──────── BRANO CITATO

Dall'America Roosevelt (dopo le varie relazioni dei suoi emissari) tentò una pacificazione prima che scoppiasse il peggio. "Hitler gli rispose sprezzante "Io sono il capo di una povera nazione, voi signor Roosevelt parlate di pace e avete uno spazio vitale quindici volte più grande; parlate anche di giustizia, ma io non posso sentirmi responsabile dei destini del mondo, visto che il mondo non si è mai interessato prima d'ora delle condizioni pietose del mio popolo e della mia Germania".
Il 10 maggio 1940 le armate di Hitler invadono l'Olanda e il Belgio e dilagano in Francia. Mussolini non può più tirarsi indietro; il 10 giugno scende in armi al fianco dell'alleato tedesco. Il prologo era finito, il primo atto della tragedia (che non poteva evitare) si stava compiendo.
Nell'anno 1940 abbiamo visto un CIANO alla vigilia dubbioso e quasi ostile ai tedeschi. Ma il 20 maggio, a Milano, prima di recarsi a Berlino per incontrarsi con Hitler, fa un discorso che ha una profonda ripercussione. Tutta la stampa si schiera con Ciano e con le sue parole, "pronunciate in un clima di fascistissimo ardore e formidabile entusiasmo". Anche se Mussolini non ha ancora rotto "gli indugi".
Tentennerà fino al 5 giugno, poi si decise. Ma Hitler lo blocca. Sa di aver vinto la partita da solo e non vuole alleati per spartire la "torta" Francia. Mussolini rinvierà l'entrata in guerra il 10 giugno "quando dichiarerà che "...secondo le leggi della morale fascista, quando si ha un amico si marcia con lui fino in fondo... Popolo italiano corri alle armi..... !!!"

────────────────

**IL TUO OBIETTIVO:** Per favore, riporta alla lettera dal brano sull'entrata in guerra dell'Italia la parte che si apre con le parole contenenti "Dall'America Roosevelt (dopo" e si chiude con "si stava compiendo.". Questo materiale non ha alcun legame con il brano.

──────── MATERIALE RACCOLTO

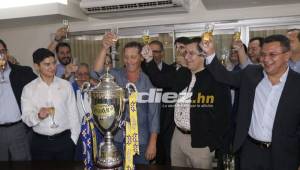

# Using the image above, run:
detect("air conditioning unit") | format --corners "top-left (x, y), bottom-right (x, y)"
top-left (80, 0), bottom-right (190, 18)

────────────────

**RISPOSTA SCRITTA:**
Dall'America Roosevelt (dopo le varie relazioni dei suoi emissari) tentò una pacificazione prima che scoppiasse il peggio. "Hitler gli rispose sprezzante "Io sono il capo di una povera nazione, voi signor Roosevelt parlate di pace e avete uno spazio vitale quindici volte più grande; parlate anche di giustizia, ma io non posso sentirmi responsabile dei destini del mondo, visto che il mondo non si è mai interessato prima d'ora delle condizioni pietose del mio popolo e della mia Germania".
Il 10 maggio 1940 le armate di Hitler invadono l'Olanda e il Belgio e dilagano in Francia. Mussolini non può più tirarsi indietro; il 10 giugno scende in armi al fianco dell'alleato tedesco. Il prologo era finito, il primo atto della tragedia (che non poteva evitare) si stava compiendo.